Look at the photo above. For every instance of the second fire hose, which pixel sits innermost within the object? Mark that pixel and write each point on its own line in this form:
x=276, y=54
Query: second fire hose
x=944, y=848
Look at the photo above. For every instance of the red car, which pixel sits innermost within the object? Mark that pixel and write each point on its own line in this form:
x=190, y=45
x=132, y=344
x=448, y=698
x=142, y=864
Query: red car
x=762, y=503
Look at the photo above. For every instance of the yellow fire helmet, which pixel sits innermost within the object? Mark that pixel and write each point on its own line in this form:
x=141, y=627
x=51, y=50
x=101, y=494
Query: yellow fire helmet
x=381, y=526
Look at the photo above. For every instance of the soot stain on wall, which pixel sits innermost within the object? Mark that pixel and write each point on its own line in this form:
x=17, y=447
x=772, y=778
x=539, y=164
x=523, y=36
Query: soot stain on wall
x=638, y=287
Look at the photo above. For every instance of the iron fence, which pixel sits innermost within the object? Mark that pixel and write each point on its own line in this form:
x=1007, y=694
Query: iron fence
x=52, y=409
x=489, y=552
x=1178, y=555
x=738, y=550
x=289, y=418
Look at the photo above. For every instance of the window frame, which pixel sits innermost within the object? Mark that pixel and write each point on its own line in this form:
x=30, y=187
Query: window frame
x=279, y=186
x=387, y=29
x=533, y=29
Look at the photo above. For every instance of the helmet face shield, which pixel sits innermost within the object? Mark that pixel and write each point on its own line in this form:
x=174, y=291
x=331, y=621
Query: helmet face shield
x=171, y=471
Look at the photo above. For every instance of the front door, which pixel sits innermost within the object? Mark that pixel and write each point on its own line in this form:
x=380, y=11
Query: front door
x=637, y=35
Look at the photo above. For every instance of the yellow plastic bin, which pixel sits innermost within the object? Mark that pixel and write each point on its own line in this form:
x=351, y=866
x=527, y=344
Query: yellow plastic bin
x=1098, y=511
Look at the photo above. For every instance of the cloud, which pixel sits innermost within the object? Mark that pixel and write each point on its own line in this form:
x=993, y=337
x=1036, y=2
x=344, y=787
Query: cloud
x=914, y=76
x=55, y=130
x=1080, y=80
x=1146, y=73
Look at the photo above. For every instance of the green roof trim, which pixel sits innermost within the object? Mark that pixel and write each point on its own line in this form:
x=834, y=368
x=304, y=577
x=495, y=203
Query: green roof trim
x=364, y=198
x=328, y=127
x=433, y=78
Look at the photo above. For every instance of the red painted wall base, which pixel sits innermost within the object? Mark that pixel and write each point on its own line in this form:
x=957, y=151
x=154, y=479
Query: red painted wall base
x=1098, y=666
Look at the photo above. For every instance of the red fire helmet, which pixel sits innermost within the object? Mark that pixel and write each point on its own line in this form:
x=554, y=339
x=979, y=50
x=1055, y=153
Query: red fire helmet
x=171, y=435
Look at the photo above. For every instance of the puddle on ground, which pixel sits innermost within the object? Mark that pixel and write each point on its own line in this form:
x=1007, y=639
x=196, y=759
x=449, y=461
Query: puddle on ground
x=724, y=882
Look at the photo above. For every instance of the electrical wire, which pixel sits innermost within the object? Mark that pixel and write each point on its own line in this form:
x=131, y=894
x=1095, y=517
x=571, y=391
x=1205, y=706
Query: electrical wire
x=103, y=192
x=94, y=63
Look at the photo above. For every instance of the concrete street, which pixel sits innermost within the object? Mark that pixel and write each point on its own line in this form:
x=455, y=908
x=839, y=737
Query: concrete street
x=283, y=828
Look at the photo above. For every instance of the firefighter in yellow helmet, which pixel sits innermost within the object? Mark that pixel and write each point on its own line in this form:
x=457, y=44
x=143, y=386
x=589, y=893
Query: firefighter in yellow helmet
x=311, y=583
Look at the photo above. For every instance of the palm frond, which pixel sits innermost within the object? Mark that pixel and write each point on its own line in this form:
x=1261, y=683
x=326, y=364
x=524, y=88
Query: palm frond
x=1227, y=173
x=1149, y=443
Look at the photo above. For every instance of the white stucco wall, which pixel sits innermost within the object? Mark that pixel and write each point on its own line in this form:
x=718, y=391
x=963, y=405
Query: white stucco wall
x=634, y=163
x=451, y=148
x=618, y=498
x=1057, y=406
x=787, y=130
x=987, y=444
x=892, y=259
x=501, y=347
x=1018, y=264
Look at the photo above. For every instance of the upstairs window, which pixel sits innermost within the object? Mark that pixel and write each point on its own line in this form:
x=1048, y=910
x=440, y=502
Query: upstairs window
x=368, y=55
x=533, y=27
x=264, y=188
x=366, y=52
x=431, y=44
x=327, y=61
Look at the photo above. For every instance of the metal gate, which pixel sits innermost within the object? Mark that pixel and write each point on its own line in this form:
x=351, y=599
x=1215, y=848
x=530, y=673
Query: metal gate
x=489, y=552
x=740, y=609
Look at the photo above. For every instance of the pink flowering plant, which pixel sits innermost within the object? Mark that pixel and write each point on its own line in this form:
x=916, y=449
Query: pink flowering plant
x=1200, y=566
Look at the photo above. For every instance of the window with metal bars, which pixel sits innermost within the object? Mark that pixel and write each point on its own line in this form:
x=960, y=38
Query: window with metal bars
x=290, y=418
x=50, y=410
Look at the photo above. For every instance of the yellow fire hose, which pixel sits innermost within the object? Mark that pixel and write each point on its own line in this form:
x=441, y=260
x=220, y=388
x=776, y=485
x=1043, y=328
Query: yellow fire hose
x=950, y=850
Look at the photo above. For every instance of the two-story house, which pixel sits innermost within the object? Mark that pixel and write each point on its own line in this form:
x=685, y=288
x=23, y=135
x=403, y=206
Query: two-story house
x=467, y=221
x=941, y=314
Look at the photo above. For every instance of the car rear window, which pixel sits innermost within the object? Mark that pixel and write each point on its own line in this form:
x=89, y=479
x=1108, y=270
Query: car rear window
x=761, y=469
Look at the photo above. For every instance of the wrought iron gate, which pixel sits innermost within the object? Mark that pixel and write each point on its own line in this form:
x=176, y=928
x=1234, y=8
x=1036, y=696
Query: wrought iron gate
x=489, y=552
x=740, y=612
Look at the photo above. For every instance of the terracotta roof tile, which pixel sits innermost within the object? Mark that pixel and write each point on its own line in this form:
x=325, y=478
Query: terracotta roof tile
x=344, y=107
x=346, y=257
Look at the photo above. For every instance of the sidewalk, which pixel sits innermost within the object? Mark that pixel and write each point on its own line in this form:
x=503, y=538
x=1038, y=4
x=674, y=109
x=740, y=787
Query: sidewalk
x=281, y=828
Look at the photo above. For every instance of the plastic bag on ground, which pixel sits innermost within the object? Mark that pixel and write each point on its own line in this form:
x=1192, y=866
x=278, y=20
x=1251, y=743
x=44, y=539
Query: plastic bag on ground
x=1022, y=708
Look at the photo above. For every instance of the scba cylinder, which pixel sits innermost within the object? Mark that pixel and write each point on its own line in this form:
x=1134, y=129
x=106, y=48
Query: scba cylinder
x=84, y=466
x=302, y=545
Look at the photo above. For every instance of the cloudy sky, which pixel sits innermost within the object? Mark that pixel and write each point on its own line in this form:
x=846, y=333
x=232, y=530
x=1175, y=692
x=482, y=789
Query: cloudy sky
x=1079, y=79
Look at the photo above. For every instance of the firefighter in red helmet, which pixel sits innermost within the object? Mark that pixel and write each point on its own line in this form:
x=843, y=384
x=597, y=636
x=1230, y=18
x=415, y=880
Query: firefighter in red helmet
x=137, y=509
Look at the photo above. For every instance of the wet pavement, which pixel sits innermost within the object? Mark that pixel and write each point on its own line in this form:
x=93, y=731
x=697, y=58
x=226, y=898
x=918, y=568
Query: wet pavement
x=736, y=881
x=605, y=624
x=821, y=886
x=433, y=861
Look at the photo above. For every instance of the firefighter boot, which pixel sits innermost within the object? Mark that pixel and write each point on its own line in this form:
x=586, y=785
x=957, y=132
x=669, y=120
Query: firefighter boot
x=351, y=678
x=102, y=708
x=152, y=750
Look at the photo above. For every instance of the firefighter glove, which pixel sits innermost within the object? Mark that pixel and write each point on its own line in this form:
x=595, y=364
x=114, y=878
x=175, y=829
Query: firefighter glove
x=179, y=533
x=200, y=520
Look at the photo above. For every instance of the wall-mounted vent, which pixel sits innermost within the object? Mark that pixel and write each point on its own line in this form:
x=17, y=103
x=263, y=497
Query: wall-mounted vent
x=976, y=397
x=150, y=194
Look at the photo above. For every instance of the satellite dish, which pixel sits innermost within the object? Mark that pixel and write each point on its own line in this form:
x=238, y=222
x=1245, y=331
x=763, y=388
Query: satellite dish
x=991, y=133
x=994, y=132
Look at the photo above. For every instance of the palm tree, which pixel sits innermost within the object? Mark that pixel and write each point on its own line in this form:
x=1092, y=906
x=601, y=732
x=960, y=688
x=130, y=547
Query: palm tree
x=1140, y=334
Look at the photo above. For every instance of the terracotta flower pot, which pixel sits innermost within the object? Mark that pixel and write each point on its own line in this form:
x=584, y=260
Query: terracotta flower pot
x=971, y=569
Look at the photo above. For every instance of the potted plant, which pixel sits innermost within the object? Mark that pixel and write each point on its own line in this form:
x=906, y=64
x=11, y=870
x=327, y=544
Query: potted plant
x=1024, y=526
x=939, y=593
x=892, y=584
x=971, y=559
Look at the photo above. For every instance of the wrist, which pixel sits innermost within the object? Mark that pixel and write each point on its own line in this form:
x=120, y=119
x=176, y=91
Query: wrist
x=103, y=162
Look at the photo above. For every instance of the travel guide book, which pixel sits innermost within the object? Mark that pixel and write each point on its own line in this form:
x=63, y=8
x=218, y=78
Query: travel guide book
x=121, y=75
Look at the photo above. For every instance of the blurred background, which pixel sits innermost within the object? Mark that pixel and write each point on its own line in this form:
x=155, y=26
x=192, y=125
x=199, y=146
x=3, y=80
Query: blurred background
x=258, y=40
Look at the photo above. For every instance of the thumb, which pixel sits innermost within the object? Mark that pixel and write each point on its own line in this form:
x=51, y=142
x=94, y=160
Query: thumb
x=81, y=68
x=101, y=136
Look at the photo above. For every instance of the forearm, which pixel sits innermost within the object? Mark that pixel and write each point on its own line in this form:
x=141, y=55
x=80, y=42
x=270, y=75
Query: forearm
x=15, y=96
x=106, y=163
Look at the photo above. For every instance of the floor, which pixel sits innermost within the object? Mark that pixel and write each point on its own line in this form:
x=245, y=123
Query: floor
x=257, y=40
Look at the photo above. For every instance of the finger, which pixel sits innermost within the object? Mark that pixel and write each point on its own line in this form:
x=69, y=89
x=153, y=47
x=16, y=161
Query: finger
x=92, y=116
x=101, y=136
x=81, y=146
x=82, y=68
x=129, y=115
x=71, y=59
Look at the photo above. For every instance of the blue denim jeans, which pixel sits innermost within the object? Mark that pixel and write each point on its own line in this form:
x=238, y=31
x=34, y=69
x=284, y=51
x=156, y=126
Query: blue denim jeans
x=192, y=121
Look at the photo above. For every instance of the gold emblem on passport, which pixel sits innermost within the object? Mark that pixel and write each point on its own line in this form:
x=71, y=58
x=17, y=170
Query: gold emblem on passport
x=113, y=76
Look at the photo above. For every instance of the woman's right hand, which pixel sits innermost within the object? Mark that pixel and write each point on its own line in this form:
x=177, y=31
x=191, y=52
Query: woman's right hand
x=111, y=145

---

* _SHORT TASK_: Reproduce the entries from the start through the line containing "x=638, y=287", inclusive, swapping "yellow fire helmet" for "orange safety helmet" and leaving everything else unchanged.

* _RESULT OF THIS TASK_:
Look at the photo above. For every instance of the second fire hose, which pixel sits innermost within the object? Mark that pixel and write each point on its own line in this form:
x=276, y=54
Query: second fire hose
x=944, y=848
Look at the photo above. For every instance of the red car, which pixel sits innermost within the object? Mark that pixel and write each point on its own line in this form:
x=190, y=45
x=132, y=344
x=448, y=698
x=142, y=864
Query: red car
x=762, y=503
Look at the photo above. For every instance of the orange safety helmet, which pixel sits innermost within the object? Mark that pixel and write each point on its own line in this form:
x=141, y=627
x=51, y=50
x=101, y=494
Query: orange safety helmet
x=381, y=526
Look at the photo above. For every instance of the soot stain on wall, which pixel sits innermost within the object? Mark that pixel and write each point on its own line in this form:
x=17, y=447
x=772, y=778
x=539, y=164
x=523, y=36
Query: soot stain on wall
x=638, y=287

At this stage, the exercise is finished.